* [Kısa alıştırma 1]:
Kayıtlardan "glass" dizesini içeren her satırı toplayın; büyük ve küçük harf farkı dikkate alınsın.

* [Gösterilen metin]:
========

Taraftarlarına artık Müslüman demeyeceğim, aptal ve kör de demeyeceğim. Artık başka bir şey var. Düpedüz ihanet..

Jandarma dâhil, TSK’nde hala bu adamların kadroları istihbarat ve personel dairelerinde. KKK tayin dairesine bakın. 15 Temmuz darbecisi Metin İyidil’in yetiştirip kadrolaştırdığı adamın hala tayin dairesinde ne işi var? Verin bir acemiyi! En azından zarar vermez ve ihanet etmez. 15 Temmuz Darbe girişimi sonrası bile general olacakların dosyalarını sonradan FETÖ’cü olduğu ortaya çıkan adamlar hazırlıyor.

Sonuç!

Maalesef R. Tayyip Erdoğan ve AKPARTİ düşmanları sözde laikler, ulusalcılar, Atatürkçüler FETÖ’cü kalıntısı subaylarla işbirliği yapıyor. Şaşırmayın! FETÖ bu yapılarda kadrolaşmadı mı zannediyorsunuz? Her renge giren menfaatlerinin zebunu olmuş bu namussulardan her şey bekleyin. Adamda subay ve Türk Askeri ruhu olsa, devletin helikopteri ile Yunanistan’a kaçabilir mi? ABD ve Almanya’da NATO’ya sığınır mı? Adamda ve hocası başpapazda şeref olsa, söyledikleri gibi, halkı kandırdıkları gibi imanlı olsalar, ecdad gibi izzetli olsalar ezeli düşmanlarımız Haçlı’ya sığınırlar mıydı? Adam diyor ki; “Haçlılar size dokunmaz ki, geldiklerinde namusunuza, mabedlerinize ve İslami yaşantınıza müdahale etmezler ki!” Bu artık münafıklıkta zirve.

========

* [Kısa alıştırma 2]:
Yukarıdaki gösterilen metne göre şu soruları yanıtlayın:
(a) Yazar, Kara Kuvvetleri Komutanlığının hangi dairesine bakılmasını istiyor?
(b) Sözde laikler, ulusalcılar ve Atatürkçülerin kimlerle işbirliği yaptığı söyleniyor?
(c) Devletin helikopteriyle hangi ülkeye kaçıldığından söz ediliyor?

========

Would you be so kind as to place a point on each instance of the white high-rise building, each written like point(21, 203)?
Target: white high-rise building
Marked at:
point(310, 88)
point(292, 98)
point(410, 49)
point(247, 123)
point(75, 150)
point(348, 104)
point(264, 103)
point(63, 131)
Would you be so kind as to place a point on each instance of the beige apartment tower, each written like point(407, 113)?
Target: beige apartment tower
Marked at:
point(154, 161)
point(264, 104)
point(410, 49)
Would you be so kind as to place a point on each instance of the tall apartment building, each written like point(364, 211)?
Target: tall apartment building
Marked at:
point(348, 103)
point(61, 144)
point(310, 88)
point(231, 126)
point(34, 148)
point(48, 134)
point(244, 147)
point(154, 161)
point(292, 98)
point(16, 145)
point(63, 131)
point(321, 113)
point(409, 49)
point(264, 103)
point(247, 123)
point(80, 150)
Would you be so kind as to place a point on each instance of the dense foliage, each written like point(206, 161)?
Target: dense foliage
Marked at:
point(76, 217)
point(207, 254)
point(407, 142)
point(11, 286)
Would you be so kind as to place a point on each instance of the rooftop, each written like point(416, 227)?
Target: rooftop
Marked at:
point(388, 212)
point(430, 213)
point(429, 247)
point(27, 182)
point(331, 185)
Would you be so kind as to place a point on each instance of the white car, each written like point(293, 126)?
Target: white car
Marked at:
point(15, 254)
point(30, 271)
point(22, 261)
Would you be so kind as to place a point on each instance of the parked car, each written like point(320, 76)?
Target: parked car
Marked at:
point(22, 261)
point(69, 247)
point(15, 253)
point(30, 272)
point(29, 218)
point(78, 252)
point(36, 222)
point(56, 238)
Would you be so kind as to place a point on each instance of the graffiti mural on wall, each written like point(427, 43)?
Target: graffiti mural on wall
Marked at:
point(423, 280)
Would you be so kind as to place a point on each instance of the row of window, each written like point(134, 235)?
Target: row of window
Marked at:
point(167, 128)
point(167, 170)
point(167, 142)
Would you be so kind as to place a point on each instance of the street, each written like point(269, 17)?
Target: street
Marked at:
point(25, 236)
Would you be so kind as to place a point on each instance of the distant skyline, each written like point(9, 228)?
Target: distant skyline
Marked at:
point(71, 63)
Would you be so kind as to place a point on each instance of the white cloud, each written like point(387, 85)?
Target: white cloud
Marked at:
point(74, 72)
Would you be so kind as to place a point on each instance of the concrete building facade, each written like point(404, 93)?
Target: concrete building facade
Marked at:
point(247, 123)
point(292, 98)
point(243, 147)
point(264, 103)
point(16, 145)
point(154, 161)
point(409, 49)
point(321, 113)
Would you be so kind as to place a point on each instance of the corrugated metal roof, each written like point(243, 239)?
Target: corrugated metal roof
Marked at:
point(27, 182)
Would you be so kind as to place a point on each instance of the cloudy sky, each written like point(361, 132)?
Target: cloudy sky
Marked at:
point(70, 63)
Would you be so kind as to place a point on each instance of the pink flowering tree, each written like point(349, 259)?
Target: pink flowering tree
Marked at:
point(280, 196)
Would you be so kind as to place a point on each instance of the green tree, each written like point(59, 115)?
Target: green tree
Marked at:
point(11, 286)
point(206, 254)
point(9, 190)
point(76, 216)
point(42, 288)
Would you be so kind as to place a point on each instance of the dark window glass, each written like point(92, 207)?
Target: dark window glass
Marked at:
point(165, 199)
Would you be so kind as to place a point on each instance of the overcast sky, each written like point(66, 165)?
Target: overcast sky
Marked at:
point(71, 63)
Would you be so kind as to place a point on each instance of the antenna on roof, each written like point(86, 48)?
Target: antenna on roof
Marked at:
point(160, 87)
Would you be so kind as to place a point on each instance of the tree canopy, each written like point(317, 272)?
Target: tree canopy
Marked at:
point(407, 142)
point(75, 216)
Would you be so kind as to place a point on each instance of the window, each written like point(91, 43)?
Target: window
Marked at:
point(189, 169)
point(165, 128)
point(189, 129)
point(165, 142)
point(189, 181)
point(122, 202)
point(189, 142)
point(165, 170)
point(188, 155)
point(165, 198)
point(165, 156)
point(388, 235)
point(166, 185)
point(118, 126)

========

* [Görev çıktısı 1]:
Would you be so kind as to place a point on each instance of the dark window glass, each written like point(92, 207)?
Target: dark window glass

* [Görev çıktısı 2]:
(a) Tayin dairesine.
(b) FETÖ'cü kalıntısı subaylarla.
(c) Yunanistan'a.